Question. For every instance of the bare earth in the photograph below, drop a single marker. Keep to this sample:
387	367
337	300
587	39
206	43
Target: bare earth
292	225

● Task goal
Could you repeat the listing above, exactly as it is shown?

● Answer
Question. For every instance of the bare earth in the photograph below, drop a single marker. Keep to this sample:
387	367
337	300
587	39
206	43
Target: bare earth
292	225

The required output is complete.